:: Bagian Teks ::

Kita sering mendengar kata ego yang berkonotasi jelek. Secara definisi ego adalah “Diri/Saya”. Jadi, ego bisa dikatakan sebagai persepsi seseorang tentang harga dirinya yang seterusnya memengaruhi keyakinan dirinya dan setiap orang memilikinya. Ego tidak selalu berarti negatif karena ego bisa saja mengarahkan seseorang padahal yang bersifat positif. Namun, ketika seseorang tidak dapat mengendalikan egonya dengan baik dalam realitasnya seseorang tersebut dapat bersikap egois. Seorang disebut egois ketika orang tersebut suka mengutamakan (menonjolkan) diri, selalu merasa keinginannya adalah hal yang penting. Jika dia sering mementingkan diri sedniri maka dia disebut egoistik.
Fenomena egoistik mewarnai kehidupan kita sehari-hari. Tanpa disadari, egoistik lebih sering ditonjolkan ketimbang logik, entah itu di rumah, di kantor, di kampus, di sekolah, apalagi di jalanan. Egoistik ditampilkan sebagai cerminan masyarakat metropolitan. Di rumah, egoistik tampil dengan wajah garang dari seorang suami pada istri dan anaknya. Inilah salah satu pemicu munculnya KDRT (Kekerasan Dalam Rumah Tangga). Istri bak pembantu dimarahi habis-habisan ketika keinginannya ditantang sama istri. Anak menjadi korban Bapak yang menganggap anaknya seperti budak. Egoistik Bos di kantor memuncak dengan cacian pada anak buah yang menganggap hidup anak buah ada ditangan Bos. Dosen menjadi egoistik pada mahasisnya letika dibantah tentang materi kuliah yang ditanyakan mahasiswanya, dimana dicecar dengan argumen referensi terbaru, namun dosen merasa lebih tahu dari mahasiswa.

:::

# Tugas Diberikan 1:
Hitung jumlah baris dalam daftar yang memuat kata "bounding". Jawab dengan angkanya saja.

:: Entri yang Disediakan ::

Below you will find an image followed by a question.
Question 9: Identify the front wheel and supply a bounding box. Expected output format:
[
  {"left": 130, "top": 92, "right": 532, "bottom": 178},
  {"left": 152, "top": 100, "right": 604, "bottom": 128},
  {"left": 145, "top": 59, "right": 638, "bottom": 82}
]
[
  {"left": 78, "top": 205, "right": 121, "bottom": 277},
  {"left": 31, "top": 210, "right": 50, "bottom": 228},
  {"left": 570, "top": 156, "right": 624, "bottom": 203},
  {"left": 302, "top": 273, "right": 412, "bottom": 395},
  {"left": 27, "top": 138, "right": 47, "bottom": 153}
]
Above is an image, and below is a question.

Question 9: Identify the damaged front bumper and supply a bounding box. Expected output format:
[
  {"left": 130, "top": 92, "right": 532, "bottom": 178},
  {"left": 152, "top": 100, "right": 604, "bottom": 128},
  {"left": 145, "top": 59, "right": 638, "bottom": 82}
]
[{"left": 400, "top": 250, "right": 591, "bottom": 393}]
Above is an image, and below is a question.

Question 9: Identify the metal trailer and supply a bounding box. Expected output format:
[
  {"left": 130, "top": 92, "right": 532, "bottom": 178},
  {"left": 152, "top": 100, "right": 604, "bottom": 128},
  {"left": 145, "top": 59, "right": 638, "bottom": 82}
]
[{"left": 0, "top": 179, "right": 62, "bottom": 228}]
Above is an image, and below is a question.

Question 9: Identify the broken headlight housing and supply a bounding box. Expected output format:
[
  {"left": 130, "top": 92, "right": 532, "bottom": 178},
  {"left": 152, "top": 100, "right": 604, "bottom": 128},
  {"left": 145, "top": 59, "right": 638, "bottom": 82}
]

:::

# Tugas Diberikan 2:
Sebutkan semua tempat yang disebut dalam teks tentang ego sebagai tempat egoistik lebih sering ditonjolkan ketimbang logik.

# Hasil Tugas 1:
4

# Hasil Tugas 2:
Tempat-tempat tersebut adalah rumah, kantor, kampus, sekolah, dan jalanan.